Required task 1: Copy out the entries below word for word, everything from the line containing "Practice step: put one dot on every instance of the fork" down to the last line of the entries.

Selection:
I think I am getting the idea now.
I have spoken to the previous owner of the BBC Micro and explained about
utilities disk and she tells me she never used it to format her disks. Of
course, she can't remember HOW she used to do it other than she just typed
something in on the keyboard.
Now, I think my problem is this.
As my disks have been formatted for use with a PC, the Beeb can't recognise
them as valid disks so reports "Disk fault 18 at 00/00"
My question now is, is there a way to get rid of the stuff (and the
formatting) already on the disk (using the BBC Micro) and then reformat it
for use in my external disk drive? I don't have access to a 5 1/4 drive on
my PC to erase them - only through the Beeb.
Colin Hill
----- Original Message ----- 
From: "Jules Richardson" <julesrichardsonuk@...>
Cc: <bbc-micro@...>
Sent: Thursday, July 14, 2005 12:53 PM
Subject: Re: [BBC-Micro] floppy discs


> On Wed, 2005-07-13 at 23:15 +0100, Colin wrote:
> > Ok, bear with me here as this is getting a little too technical for me
and I
> > perhaps have a too simplistic view of disks and disk drives..

Dataset excerpts:

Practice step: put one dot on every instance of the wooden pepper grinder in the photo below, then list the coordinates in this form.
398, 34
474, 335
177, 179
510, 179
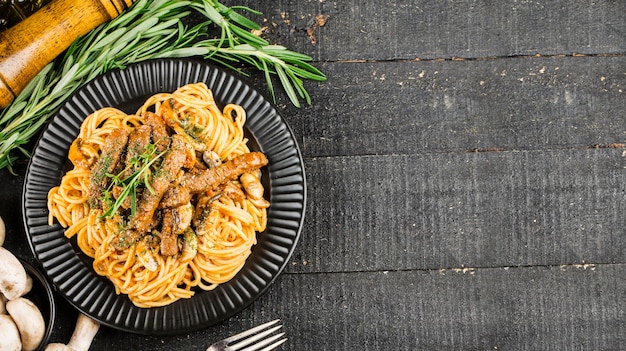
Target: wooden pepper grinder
30, 45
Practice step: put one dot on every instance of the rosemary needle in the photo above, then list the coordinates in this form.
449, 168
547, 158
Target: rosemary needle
151, 29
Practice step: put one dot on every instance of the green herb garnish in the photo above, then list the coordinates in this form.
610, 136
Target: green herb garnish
140, 178
151, 29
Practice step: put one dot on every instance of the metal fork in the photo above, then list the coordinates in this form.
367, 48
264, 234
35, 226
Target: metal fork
254, 339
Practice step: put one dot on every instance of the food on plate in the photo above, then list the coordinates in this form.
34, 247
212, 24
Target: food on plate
166, 199
29, 322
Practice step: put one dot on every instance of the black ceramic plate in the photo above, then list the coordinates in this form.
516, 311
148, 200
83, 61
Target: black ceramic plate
71, 271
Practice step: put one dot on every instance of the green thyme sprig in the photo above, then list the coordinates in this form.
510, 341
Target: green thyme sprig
140, 178
151, 29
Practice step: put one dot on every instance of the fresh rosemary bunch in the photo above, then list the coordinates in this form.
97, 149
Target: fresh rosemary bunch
151, 29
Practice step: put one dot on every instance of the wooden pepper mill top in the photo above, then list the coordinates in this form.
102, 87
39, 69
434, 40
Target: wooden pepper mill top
33, 43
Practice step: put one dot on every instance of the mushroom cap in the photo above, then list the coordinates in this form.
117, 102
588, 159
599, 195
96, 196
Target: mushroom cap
14, 282
29, 321
9, 334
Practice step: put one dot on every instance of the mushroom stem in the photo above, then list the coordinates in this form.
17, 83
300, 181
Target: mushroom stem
84, 332
14, 282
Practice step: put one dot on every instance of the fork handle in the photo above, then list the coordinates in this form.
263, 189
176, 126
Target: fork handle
30, 45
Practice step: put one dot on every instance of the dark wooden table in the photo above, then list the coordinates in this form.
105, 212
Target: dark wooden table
466, 168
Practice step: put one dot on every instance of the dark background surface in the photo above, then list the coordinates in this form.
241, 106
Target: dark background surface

Required task 2: Continue the email above about formatting floppy disks on the BBC Micro from where it stops.

Written reply 1:
Practice step: put one dot on every instance of the fork handle in the photo above, then list the coordinates in this form.
263, 189
176, 126
Target: fork handle
30, 45
Practice step: put one dot on every instance of the dark wooden table in the photo above, then list the coordinates in this form.
105, 212
Target: dark wooden table
466, 168
Practice step: put one dot on every instance of the dark background surface in the photo above, then list the coordinates in this form.
241, 106
Target: dark background surface

Written reply 2:
> > I'm going by a PC floppy which you shove in, format it to clear any gunk
on
> > it and have a disk you can use (regardless of what was on it before).
> > I got this pile of disks and I want to scrub everything off them and use
> > them for the BBC Micro.
> > Is what you are saying that these disks are not compatible with a disk
drive
> > for the BBC and cannot be reformatted for use with it? (In other words
they
> > are made differently although they look the same and fit the drive)?
>
> Think of it like putting a 3.5" '720KB' (double density) floppy into a
> PC's '1.44MB' (high density) drive - it'll physically fit, but the
> actual media's different; assuming you can even format to the 'wrong'
> capacity your data won't be particularly reliable. (of course double
> density drives haven't been sold on PCs for a good ten years - they're
> all high density these days assuming you get a floppy drive at all)
>
> I suppose the same was true of 8" floppies too, in that both hard
> sectored and soft sectored disks existed and would fit in any 8" drive,
> but weren't interchangeable.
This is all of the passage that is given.